_What you are asked to do:_
List each line of the data below that contains the word "knee".

Records from a data source
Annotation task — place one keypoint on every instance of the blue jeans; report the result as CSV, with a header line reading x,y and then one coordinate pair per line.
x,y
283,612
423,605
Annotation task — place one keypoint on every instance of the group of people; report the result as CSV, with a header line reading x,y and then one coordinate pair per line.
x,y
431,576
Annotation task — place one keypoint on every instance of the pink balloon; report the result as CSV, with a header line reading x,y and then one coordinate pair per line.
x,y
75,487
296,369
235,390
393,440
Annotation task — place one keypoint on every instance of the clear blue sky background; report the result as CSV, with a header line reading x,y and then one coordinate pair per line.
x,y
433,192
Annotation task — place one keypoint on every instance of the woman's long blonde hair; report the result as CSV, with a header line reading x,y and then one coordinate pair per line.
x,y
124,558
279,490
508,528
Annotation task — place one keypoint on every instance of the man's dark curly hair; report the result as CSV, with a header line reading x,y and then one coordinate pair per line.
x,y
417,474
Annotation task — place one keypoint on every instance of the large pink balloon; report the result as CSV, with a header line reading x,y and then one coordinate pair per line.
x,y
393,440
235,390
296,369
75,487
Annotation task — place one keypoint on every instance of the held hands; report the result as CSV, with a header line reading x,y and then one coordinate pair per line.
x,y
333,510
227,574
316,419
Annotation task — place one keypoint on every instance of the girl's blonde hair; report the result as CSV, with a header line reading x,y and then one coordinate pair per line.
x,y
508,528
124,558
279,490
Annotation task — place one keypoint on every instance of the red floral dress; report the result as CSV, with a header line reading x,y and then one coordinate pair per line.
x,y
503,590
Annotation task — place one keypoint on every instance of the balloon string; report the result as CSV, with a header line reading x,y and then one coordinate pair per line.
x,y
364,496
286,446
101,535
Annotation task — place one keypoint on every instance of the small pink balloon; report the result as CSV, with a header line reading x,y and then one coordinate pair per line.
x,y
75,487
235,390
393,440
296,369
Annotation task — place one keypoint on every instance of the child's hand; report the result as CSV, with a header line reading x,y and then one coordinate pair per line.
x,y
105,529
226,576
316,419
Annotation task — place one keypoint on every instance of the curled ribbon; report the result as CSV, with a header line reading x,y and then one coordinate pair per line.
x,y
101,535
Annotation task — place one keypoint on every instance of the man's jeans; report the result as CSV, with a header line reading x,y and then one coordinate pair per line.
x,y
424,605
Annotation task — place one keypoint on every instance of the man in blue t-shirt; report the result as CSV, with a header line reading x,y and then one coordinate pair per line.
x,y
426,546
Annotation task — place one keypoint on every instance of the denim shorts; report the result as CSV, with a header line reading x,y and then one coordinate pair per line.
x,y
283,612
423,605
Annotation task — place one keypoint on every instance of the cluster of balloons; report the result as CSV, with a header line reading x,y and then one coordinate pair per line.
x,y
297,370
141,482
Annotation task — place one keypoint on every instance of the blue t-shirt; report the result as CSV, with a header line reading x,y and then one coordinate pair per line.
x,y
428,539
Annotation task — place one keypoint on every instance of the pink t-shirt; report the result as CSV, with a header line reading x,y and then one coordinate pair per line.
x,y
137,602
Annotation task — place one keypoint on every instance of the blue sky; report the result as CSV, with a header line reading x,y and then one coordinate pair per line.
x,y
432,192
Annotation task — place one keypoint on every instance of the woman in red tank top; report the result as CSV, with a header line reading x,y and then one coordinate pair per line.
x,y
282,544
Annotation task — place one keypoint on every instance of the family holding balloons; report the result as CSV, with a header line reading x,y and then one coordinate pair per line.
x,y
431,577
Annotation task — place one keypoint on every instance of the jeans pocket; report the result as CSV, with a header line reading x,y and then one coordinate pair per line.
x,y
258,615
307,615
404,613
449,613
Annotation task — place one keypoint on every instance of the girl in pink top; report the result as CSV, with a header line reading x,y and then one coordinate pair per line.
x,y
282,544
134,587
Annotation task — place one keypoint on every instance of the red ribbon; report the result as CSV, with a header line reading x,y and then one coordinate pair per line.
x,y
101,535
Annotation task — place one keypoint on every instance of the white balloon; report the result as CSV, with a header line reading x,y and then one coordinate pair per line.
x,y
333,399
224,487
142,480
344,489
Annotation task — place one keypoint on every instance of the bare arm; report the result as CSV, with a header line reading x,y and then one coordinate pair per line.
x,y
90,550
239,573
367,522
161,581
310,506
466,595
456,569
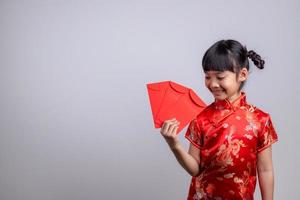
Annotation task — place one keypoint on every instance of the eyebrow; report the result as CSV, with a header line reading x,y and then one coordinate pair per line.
x,y
217,73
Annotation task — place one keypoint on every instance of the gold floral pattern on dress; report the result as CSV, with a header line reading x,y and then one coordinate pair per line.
x,y
229,136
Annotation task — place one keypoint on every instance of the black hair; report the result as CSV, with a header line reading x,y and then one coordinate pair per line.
x,y
230,55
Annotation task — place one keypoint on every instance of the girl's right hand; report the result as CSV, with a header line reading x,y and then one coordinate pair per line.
x,y
169,132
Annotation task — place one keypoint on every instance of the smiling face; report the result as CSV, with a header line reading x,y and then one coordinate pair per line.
x,y
225,85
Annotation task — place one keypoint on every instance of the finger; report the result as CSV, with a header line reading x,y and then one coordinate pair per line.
x,y
174,128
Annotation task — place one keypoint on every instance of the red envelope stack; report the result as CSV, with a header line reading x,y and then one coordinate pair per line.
x,y
171,100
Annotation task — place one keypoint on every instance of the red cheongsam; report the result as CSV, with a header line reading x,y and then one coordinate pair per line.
x,y
229,136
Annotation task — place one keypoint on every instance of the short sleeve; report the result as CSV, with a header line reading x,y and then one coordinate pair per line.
x,y
193,134
267,136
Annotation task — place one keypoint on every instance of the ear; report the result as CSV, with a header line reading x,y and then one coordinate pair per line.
x,y
243,75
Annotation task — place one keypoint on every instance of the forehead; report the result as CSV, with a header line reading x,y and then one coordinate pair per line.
x,y
211,73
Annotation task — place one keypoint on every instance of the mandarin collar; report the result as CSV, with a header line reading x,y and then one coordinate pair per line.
x,y
226,104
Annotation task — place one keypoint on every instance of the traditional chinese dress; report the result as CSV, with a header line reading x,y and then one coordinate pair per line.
x,y
229,135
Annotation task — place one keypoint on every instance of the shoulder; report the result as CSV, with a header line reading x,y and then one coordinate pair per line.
x,y
259,113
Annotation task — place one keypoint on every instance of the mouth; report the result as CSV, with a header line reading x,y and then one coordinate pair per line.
x,y
217,92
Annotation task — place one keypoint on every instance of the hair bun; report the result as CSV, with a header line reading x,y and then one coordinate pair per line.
x,y
256,59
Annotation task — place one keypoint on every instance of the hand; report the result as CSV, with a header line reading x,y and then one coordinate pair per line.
x,y
169,132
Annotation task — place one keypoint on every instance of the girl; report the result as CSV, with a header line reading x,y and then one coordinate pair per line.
x,y
230,139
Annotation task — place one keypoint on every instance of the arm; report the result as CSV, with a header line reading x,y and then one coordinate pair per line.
x,y
188,160
266,173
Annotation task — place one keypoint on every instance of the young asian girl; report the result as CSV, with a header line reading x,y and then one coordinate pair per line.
x,y
230,140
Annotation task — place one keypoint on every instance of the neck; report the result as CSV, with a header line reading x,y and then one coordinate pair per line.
x,y
234,97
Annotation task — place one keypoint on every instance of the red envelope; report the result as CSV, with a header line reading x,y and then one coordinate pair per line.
x,y
171,100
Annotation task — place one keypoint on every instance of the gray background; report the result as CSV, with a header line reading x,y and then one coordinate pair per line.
x,y
75,116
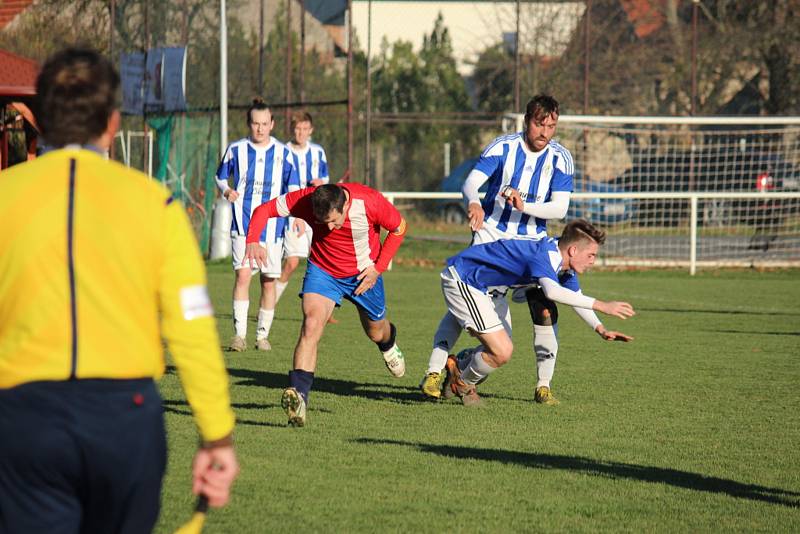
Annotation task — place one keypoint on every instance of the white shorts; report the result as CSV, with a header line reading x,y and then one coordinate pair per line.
x,y
294,244
272,268
489,234
472,308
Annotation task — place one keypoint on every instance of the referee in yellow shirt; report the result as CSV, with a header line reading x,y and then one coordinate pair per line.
x,y
98,264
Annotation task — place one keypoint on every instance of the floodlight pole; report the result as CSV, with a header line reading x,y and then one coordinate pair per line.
x,y
261,48
223,79
302,67
349,89
287,112
516,64
695,4
367,178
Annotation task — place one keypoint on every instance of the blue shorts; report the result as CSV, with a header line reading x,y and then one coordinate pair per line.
x,y
372,301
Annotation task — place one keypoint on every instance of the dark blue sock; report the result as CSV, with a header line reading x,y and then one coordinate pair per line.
x,y
301,381
386,345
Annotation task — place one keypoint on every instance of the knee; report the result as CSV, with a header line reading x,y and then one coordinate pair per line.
x,y
502,354
313,326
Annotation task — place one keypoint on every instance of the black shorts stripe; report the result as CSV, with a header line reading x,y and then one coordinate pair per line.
x,y
471,305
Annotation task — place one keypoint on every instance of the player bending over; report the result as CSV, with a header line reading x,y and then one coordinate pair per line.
x,y
346,261
553,264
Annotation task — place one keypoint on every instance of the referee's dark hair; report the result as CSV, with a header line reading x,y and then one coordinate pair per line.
x,y
258,104
326,198
541,106
76,94
581,230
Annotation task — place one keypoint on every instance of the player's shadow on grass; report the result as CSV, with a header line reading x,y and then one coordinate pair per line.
x,y
613,470
755,332
347,388
721,312
334,386
170,407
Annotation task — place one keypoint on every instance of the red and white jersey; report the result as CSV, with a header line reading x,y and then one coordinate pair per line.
x,y
348,250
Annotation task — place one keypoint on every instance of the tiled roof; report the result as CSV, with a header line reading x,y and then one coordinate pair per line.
x,y
9,9
17,75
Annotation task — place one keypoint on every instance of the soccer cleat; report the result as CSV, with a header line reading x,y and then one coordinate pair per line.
x,y
543,395
467,392
393,358
238,344
294,406
431,385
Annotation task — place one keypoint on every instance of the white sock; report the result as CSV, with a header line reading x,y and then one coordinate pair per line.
x,y
265,318
280,287
545,344
477,370
443,342
240,308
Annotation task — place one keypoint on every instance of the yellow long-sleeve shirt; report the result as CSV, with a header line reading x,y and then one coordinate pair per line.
x,y
97,265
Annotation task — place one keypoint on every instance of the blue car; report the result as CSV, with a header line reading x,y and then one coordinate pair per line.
x,y
600,211
603,211
452,209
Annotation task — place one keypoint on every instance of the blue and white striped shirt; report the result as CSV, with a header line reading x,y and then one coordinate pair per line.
x,y
508,161
311,163
258,174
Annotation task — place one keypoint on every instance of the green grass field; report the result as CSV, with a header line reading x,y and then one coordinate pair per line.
x,y
694,426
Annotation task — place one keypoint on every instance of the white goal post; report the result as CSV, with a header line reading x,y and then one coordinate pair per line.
x,y
695,192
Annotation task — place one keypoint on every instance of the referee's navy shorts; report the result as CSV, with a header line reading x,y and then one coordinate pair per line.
x,y
81,456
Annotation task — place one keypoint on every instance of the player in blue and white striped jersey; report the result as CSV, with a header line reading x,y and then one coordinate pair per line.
x,y
312,167
255,170
530,181
553,265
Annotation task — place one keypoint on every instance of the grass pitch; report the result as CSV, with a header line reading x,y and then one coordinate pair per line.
x,y
694,426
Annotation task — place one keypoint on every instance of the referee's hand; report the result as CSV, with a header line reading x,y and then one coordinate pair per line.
x,y
213,473
255,256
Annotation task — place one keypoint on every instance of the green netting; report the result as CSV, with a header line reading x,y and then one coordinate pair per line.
x,y
185,158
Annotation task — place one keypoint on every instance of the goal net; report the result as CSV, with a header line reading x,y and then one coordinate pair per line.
x,y
670,191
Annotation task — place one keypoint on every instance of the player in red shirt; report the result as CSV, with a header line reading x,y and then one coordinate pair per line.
x,y
345,261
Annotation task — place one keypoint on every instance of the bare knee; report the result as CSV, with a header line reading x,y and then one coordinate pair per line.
x,y
313,325
501,354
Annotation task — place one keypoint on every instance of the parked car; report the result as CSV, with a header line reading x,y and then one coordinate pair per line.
x,y
602,211
715,171
452,209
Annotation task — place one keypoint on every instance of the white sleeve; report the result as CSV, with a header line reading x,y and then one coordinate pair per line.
x,y
556,208
589,317
471,185
557,293
222,184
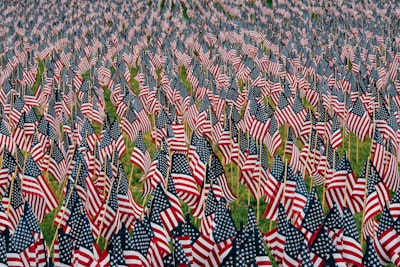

_Result below:_
Annotation task — place one keypoint on every instance of the knee; report the result as CSV, with a header line reading x,y and then one coordinate pair per line.
Annotation task — place one keypoint on every instance of the bare knee; report the result as CSV, with a header line reading x,y and then one coordinate pair per line.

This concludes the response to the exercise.